==== EXTRACTED RECORDS ====
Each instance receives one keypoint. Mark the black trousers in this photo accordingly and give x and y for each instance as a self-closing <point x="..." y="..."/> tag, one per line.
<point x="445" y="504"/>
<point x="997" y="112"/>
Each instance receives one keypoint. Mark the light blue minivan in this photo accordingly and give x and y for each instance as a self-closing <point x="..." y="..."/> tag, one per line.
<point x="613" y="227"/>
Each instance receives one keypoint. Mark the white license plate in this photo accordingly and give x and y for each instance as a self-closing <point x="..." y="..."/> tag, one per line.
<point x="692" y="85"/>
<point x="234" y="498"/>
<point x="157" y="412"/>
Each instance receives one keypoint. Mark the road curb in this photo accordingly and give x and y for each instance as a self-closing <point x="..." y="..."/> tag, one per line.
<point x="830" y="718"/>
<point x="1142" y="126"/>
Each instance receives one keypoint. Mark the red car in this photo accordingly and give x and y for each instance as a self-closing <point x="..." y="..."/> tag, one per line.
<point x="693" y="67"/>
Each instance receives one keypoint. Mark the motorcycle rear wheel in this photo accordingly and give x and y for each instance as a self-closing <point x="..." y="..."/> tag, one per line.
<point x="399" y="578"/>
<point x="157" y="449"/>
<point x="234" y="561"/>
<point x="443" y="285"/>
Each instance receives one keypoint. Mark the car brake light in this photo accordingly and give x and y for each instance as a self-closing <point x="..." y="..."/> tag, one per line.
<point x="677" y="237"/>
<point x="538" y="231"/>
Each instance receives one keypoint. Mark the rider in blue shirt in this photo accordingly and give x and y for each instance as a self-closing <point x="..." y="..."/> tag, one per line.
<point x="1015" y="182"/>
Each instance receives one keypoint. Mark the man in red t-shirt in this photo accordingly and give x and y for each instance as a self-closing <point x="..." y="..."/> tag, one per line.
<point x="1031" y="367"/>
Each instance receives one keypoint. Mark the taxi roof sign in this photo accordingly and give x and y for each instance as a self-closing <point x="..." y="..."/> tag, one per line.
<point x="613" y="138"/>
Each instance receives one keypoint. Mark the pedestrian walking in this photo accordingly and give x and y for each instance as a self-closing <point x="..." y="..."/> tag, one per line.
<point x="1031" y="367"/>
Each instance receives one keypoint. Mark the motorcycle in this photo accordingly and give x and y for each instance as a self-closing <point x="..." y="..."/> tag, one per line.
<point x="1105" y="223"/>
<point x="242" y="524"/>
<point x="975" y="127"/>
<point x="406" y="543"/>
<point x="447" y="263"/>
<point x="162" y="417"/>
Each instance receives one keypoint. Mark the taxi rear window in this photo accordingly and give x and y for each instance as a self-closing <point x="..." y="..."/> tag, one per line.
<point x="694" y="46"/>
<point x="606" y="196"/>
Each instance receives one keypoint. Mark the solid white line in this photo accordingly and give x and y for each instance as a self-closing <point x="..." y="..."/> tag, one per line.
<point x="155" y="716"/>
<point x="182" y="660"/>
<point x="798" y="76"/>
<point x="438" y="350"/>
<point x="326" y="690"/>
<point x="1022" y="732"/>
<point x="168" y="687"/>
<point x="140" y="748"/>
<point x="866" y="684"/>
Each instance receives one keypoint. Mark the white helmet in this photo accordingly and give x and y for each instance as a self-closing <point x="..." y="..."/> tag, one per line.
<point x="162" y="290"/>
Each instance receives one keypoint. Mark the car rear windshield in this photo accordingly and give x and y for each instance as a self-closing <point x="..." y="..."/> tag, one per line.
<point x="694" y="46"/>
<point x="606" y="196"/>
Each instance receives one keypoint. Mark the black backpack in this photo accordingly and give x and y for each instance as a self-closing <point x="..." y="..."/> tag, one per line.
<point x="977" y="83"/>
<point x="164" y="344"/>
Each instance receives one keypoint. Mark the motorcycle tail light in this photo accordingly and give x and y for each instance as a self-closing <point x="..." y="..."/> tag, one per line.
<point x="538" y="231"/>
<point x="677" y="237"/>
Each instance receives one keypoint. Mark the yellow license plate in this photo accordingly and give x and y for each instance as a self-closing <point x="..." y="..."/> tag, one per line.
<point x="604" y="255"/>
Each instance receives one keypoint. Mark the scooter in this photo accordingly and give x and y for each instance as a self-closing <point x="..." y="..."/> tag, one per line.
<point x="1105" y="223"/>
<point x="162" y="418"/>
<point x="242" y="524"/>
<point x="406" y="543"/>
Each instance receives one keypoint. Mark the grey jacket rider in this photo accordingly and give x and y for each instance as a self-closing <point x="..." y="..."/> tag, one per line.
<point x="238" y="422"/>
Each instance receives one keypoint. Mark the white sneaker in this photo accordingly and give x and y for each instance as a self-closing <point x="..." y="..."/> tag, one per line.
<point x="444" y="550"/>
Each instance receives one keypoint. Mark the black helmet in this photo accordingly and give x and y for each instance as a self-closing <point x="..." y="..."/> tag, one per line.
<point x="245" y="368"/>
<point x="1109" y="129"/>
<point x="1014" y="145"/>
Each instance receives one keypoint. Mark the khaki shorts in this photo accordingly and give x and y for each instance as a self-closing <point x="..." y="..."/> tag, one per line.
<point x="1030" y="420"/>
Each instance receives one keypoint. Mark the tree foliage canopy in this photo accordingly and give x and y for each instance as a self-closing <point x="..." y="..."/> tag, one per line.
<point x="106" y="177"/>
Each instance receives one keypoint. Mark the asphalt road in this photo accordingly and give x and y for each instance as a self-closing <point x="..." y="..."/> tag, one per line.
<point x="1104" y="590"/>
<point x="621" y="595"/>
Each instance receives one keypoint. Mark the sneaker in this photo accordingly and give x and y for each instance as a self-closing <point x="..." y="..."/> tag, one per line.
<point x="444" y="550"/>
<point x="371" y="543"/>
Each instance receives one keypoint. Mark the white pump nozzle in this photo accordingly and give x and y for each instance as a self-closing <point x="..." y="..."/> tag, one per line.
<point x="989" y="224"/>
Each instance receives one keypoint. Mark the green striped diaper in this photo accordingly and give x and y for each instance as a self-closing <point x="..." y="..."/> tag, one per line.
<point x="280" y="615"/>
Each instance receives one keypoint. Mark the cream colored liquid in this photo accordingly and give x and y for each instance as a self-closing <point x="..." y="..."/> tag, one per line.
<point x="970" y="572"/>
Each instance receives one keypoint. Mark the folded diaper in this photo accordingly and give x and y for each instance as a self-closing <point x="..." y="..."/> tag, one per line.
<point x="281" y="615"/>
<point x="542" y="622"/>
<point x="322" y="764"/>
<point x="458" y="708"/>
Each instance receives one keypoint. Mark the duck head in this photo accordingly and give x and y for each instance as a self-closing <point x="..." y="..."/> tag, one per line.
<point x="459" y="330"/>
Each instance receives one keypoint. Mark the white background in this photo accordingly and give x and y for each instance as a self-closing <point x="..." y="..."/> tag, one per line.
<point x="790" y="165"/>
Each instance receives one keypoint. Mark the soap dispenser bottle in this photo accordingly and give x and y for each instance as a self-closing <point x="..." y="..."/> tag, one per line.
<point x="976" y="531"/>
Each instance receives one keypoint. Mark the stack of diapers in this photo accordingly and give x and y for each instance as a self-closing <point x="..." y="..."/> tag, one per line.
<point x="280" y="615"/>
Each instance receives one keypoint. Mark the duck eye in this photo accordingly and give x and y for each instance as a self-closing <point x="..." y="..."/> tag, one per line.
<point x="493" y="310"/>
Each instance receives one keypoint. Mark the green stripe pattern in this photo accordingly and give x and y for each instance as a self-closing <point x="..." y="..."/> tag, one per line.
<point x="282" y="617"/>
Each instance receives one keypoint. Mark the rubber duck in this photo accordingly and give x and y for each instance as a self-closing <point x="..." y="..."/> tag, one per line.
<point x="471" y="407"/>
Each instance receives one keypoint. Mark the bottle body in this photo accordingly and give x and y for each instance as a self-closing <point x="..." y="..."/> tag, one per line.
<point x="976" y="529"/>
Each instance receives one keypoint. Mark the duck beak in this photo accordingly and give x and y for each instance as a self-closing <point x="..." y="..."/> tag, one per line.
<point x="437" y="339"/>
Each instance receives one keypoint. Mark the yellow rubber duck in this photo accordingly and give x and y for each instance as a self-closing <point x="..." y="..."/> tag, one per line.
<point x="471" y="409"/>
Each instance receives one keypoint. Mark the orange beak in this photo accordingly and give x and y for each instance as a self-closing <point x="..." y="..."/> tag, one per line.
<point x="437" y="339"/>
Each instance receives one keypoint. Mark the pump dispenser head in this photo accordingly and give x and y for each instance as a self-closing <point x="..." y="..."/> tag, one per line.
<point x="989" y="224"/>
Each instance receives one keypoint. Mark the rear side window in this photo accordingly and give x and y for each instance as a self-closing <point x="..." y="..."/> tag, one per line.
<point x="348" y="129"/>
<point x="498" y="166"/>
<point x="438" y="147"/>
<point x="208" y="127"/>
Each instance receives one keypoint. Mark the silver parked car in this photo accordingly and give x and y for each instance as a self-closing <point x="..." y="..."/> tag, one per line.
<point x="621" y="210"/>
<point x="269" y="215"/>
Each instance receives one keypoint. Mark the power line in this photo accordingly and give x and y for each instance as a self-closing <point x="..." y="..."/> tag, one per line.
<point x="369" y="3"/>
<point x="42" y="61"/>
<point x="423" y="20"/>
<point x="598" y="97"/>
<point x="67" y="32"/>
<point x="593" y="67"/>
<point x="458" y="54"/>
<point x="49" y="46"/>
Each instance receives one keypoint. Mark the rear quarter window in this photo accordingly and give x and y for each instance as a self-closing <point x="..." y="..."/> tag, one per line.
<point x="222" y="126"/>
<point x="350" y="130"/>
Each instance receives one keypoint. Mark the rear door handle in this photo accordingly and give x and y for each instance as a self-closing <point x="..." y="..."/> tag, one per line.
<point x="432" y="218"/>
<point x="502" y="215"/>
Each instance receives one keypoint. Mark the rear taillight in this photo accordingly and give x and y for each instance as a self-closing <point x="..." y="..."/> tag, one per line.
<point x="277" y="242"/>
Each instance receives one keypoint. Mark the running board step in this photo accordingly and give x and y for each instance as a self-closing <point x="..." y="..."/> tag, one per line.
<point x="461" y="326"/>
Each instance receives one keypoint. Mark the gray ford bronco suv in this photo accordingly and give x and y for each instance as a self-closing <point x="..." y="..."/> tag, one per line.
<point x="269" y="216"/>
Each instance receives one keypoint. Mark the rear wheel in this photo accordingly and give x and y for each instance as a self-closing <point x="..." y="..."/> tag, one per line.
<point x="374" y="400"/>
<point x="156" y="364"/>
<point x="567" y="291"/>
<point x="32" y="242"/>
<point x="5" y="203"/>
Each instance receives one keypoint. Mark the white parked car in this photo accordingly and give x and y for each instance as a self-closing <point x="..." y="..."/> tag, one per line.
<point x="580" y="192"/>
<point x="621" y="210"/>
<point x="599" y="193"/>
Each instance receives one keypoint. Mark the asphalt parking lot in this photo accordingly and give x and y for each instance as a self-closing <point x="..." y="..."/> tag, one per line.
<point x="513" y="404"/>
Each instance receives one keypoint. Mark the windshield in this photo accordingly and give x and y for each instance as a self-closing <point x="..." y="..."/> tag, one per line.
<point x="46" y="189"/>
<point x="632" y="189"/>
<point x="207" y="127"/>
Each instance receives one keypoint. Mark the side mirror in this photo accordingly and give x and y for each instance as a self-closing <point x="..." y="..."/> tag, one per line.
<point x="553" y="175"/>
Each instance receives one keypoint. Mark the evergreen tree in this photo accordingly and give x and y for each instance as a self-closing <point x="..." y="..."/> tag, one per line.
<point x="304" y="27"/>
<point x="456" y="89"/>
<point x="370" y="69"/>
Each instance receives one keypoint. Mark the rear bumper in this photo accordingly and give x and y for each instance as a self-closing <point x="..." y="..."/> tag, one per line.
====
◆ WORK INSTRUCTION:
All that is needed is the line containing "Each instance receives one keypoint. Mark the evergreen" and each line after it to the end of the data above, set down exactly.

◆ RESULT:
Each instance receives one keypoint. Mark the evergreen tree in this photo accordingly and give x and y for each instance as a self-closing <point x="..." y="..."/> tag, one per line.
<point x="304" y="27"/>
<point x="456" y="89"/>
<point x="370" y="69"/>
Each instance receives one keypoint. Mark the rear bumper in this photo accordingly and give x and y for each instance as a self-closing <point x="..." y="..."/> tag, one per line.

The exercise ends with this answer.